*** Opening EXCERPTED TEXT ***
This article is part of a larger article titled "100+ Healthiest Foods On Planet Earth."  Read it here.

Green Beans Nutritional Information (per 100g)

Water: 90.3 g
Calories: 31 kcal
Protein: 1.8 g
Carbohydrate: 7 g
Dietary fiber: 2.7 g
Sugars: 3.3 g
Fat: 0.2 g
Saturated fat: 0.1 g
Polyunsaturated fat: 0.1 g
Vitamin C: 12.2 mg
Vitamin B1: 0.1 mg
Vitamin B2: 0.1 mg
Vitamin B3: 0.7 mg
Vitamin B6: 0.1 mg
Vitamin B9: 33 μg
Vitamin A: 35 μg
Vitamin E: 0.4 mg
Vitamin K: 14.4 μg
Calcium: 37 mg
Iron: 1 mg
Magnesium: 25 mg
Phosphorus: 38 mg
Potassium: 211 mg
Sodium: 6 mg
Zinc: 0.2 mg

Green beans are a nutritious, delicious, and ubiquitous vegetable. Sold canned, frozen and fresh, and a great addition to a range of dishes from casseroles to roast dinners, these beans are great stir-fried, steamed or baked.
*** Closing EXCERPTED TEXT ***
*** Opening SUPPLIED INFORMATION ***
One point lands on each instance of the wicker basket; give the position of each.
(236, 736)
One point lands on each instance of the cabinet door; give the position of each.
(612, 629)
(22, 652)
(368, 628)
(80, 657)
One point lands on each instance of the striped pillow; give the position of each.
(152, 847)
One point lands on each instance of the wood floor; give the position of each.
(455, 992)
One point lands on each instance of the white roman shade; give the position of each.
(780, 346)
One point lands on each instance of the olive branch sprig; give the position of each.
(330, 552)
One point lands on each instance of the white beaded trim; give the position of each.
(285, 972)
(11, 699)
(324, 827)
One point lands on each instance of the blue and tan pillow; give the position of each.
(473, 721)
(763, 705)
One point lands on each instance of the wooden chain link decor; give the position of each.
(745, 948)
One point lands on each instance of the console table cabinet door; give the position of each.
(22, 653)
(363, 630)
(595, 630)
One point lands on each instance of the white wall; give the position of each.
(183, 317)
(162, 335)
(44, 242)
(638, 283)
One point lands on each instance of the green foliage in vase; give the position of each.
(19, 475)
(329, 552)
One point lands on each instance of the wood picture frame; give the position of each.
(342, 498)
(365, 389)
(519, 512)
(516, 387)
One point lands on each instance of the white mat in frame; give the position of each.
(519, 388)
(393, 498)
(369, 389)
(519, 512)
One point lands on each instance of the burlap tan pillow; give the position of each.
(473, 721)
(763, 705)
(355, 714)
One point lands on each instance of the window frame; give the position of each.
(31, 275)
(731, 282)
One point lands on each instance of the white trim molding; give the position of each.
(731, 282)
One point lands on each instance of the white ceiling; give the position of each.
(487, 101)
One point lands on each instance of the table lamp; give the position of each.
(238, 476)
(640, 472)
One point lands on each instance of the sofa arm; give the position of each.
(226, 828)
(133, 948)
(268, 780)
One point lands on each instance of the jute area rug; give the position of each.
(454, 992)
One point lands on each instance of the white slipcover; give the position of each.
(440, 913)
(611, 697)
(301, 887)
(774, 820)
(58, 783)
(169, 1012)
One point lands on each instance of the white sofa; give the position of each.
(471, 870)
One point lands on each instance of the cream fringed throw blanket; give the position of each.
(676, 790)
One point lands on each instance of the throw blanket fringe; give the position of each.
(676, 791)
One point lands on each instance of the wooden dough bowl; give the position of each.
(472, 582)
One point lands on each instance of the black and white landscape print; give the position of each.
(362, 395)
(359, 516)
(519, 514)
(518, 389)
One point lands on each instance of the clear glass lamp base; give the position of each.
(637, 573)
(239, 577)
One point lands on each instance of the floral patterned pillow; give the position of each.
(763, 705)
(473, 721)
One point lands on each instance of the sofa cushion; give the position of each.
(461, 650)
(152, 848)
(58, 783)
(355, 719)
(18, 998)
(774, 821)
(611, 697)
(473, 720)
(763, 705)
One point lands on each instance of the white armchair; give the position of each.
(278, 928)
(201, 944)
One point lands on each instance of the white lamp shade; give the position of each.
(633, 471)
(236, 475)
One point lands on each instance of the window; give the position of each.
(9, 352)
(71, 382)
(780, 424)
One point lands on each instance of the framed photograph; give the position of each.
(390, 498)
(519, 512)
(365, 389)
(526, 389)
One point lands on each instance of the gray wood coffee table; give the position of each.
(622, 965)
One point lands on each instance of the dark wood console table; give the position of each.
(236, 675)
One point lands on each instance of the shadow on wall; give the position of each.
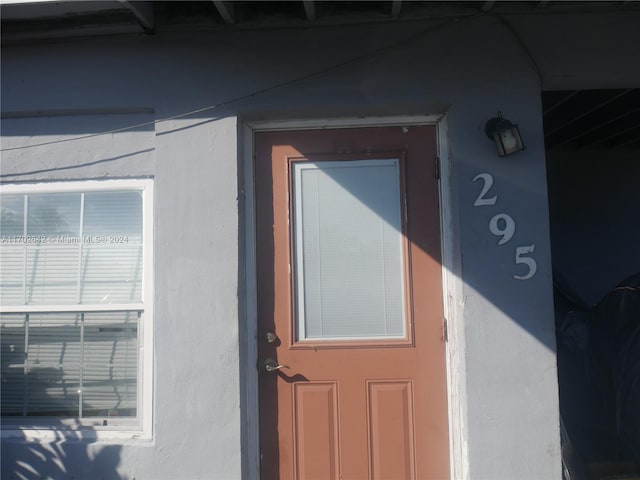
(66, 456)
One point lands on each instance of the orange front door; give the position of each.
(350, 335)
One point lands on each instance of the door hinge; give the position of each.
(445, 330)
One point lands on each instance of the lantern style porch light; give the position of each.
(505, 134)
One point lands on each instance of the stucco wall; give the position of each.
(506, 406)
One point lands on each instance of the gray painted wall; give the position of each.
(508, 411)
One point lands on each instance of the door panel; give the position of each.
(349, 291)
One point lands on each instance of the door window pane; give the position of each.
(71, 248)
(348, 249)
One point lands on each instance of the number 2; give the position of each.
(521, 257)
(488, 183)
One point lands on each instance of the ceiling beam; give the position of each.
(143, 11)
(309, 9)
(395, 8)
(588, 111)
(225, 9)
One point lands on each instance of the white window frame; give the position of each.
(141, 427)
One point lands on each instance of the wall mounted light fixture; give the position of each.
(505, 134)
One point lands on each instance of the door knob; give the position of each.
(271, 365)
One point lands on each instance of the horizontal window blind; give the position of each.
(69, 365)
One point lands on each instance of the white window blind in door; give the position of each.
(72, 275)
(348, 249)
(72, 248)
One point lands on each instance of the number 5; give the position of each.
(528, 261)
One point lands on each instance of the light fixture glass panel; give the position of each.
(348, 249)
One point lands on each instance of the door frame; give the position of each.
(451, 281)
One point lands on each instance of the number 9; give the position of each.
(508, 227)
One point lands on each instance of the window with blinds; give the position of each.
(72, 260)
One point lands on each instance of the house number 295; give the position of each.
(502, 225)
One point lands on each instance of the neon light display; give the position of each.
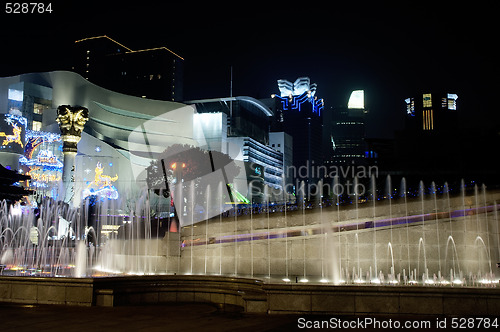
(45, 158)
(357, 100)
(46, 167)
(294, 95)
(102, 185)
(11, 133)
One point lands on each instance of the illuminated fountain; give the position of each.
(383, 237)
(429, 239)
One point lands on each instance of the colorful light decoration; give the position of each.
(46, 168)
(102, 185)
(296, 102)
(17, 123)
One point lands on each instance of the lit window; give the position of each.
(427, 99)
(452, 101)
(38, 108)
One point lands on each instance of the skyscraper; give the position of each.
(155, 73)
(348, 131)
(299, 115)
(431, 112)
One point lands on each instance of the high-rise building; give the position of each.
(155, 73)
(348, 132)
(299, 115)
(431, 112)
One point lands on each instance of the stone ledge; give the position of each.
(253, 296)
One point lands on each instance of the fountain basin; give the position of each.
(252, 295)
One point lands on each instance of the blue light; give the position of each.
(295, 102)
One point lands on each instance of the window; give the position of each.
(427, 99)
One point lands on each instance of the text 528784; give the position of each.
(28, 8)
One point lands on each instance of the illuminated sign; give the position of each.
(299, 87)
(357, 100)
(12, 131)
(410, 106)
(427, 99)
(102, 185)
(46, 167)
(452, 101)
(294, 95)
(16, 95)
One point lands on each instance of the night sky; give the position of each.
(392, 52)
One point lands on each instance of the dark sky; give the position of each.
(392, 52)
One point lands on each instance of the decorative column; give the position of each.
(71, 121)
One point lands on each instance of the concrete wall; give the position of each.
(69, 291)
(253, 296)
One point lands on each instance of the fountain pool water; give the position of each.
(430, 239)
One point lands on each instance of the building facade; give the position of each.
(348, 132)
(155, 73)
(299, 114)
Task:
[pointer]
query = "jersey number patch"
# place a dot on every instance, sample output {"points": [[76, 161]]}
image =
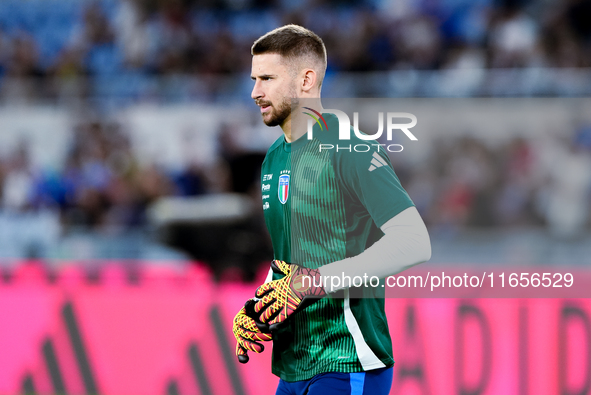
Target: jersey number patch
{"points": [[283, 188]]}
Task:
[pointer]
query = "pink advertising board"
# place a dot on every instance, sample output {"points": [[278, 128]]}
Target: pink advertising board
{"points": [[170, 333]]}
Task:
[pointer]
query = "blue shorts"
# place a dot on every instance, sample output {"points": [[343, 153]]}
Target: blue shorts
{"points": [[372, 382]]}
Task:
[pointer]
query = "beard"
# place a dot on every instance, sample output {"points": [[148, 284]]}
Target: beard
{"points": [[279, 113]]}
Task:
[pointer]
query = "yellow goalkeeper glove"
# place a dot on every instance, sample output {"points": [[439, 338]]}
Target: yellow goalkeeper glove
{"points": [[247, 333], [279, 299]]}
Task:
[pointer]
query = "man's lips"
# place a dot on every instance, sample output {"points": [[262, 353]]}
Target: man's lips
{"points": [[264, 106]]}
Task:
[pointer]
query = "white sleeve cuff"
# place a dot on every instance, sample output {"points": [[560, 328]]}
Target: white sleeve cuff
{"points": [[405, 243]]}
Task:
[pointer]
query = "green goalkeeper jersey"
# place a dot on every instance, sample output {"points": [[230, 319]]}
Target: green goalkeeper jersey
{"points": [[321, 206]]}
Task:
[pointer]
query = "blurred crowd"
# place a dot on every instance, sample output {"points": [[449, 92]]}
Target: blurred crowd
{"points": [[523, 183], [71, 39], [465, 183]]}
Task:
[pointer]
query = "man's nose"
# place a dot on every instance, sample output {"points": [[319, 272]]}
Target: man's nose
{"points": [[256, 91]]}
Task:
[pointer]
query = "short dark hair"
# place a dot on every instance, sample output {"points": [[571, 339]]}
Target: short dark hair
{"points": [[292, 42]]}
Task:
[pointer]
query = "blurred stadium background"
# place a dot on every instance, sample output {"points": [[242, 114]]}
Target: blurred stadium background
{"points": [[129, 189]]}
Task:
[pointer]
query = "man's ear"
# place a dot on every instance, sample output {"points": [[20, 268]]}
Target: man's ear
{"points": [[309, 79]]}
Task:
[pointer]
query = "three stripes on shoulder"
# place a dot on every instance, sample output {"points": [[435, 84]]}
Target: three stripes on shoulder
{"points": [[377, 161]]}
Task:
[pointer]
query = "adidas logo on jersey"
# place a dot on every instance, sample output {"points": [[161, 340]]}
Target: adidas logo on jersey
{"points": [[377, 161]]}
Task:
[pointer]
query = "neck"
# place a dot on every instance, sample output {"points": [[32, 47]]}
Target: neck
{"points": [[295, 126]]}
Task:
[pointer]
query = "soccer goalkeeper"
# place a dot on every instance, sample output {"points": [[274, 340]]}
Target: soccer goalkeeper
{"points": [[330, 213]]}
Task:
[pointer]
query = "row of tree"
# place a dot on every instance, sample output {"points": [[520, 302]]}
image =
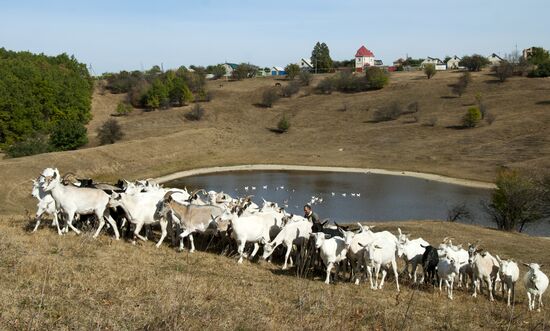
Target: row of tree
{"points": [[45, 102]]}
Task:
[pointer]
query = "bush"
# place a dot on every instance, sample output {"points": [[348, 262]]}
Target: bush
*** Closing SUPPLIED INFORMATION ***
**PARTS OF THE EXERCISE**
• 1. Can you pull out the part of the green beans text that begins at the words "Green beans are" and stops after "steamed or baked.", copying it word for word?
• 2. How would the green beans article go on? Continue it from its last sentence.

**RESPONSES TO THE TASKS**
• 1.
Green beans are a nutritious, delicious, and ubiquitous vegetable. Sold canned, frozen and fresh, and a great addition to a range of dishes from casseroles to roast dinners, these beans are great stir-fried, steamed or baked.

• 2.
Green beans are a very low-calorie source of a number of important nutrients, being particularly high in vitamin C. Although 100g of green beans contains just 31 calories, that same 100g contains 20% of your daily value (DV) of vitamin C, 13% DV of vitamin A, 10% DV of dietary fibre, and 6% DV of magnesium.

Green beans are high in carotenoids, specifically beta-carotene and lycopene. Both of these substances have antioxidant properties, and in addition, lycopene has been associated with a reduced risk of prostate cancer, and the beta-carotene in green beans may lower your risk of getting both prostate cancer and colon cancer.

The hulls of green beans have been shown to have anti-oxidant and anti-inflammatory properties. This may seem overly broad, but with inflammation being a cause of diseases like rheumatoid arthritis, and aggravating many others; and free radical damage (prevented by antioxidants) being linked to DNA damage (possibly leading to cancer) and cell death, this is always a really important finding.

Finally, green beans have cardiovascular benefits, as research has shown they can help to lower blood pressure. High blood pressure is a major risk factor for heart disease and stroke, so it is very important to include foods that lower it, in your diet, to help with your long-term cardiovascular health.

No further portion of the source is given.